What you have to do:
Give the count of lines in the records below that contain "white", and say nothing more.

Records contained in a dataset

^^^^^^^^^^^^^^^^

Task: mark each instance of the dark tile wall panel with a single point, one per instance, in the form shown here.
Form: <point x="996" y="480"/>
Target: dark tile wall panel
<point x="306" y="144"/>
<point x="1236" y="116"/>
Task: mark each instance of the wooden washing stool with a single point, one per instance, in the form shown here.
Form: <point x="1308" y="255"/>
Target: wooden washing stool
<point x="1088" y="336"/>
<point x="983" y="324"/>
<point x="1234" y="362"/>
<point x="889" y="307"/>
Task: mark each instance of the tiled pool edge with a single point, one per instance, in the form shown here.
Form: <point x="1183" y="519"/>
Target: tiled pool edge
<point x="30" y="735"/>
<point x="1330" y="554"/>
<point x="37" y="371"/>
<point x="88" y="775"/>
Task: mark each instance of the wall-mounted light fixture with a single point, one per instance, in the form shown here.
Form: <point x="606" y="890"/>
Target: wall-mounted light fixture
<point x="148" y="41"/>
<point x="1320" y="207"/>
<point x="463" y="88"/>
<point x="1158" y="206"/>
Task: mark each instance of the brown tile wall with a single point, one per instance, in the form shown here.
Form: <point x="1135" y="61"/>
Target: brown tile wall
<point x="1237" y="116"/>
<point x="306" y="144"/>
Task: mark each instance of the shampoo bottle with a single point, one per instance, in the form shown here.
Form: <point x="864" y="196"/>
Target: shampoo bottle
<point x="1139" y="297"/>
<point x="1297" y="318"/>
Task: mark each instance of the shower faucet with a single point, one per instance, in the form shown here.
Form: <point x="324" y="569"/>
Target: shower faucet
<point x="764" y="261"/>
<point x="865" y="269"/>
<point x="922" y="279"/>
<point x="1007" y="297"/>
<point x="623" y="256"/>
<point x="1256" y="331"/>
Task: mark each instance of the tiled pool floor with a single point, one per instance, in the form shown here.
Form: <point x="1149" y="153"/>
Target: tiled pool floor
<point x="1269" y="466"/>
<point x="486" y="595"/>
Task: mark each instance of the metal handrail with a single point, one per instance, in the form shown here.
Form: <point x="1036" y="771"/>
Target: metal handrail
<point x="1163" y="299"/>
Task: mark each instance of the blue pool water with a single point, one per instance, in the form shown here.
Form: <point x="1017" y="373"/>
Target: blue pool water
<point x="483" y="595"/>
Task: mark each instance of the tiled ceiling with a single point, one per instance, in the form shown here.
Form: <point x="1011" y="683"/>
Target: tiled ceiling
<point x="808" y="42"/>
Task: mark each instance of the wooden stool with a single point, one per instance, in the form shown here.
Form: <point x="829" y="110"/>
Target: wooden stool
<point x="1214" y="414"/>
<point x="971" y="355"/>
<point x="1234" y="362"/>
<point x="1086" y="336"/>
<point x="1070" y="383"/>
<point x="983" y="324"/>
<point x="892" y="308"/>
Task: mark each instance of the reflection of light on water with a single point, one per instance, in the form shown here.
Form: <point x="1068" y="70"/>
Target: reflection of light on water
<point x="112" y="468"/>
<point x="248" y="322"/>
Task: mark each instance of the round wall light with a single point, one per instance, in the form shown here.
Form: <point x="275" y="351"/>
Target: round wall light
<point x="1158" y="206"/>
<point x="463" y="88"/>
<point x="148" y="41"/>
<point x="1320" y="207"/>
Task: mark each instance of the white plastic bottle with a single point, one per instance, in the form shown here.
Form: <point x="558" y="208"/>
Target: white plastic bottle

^^^^^^^^^^^^^^^^

Solution for this task:
2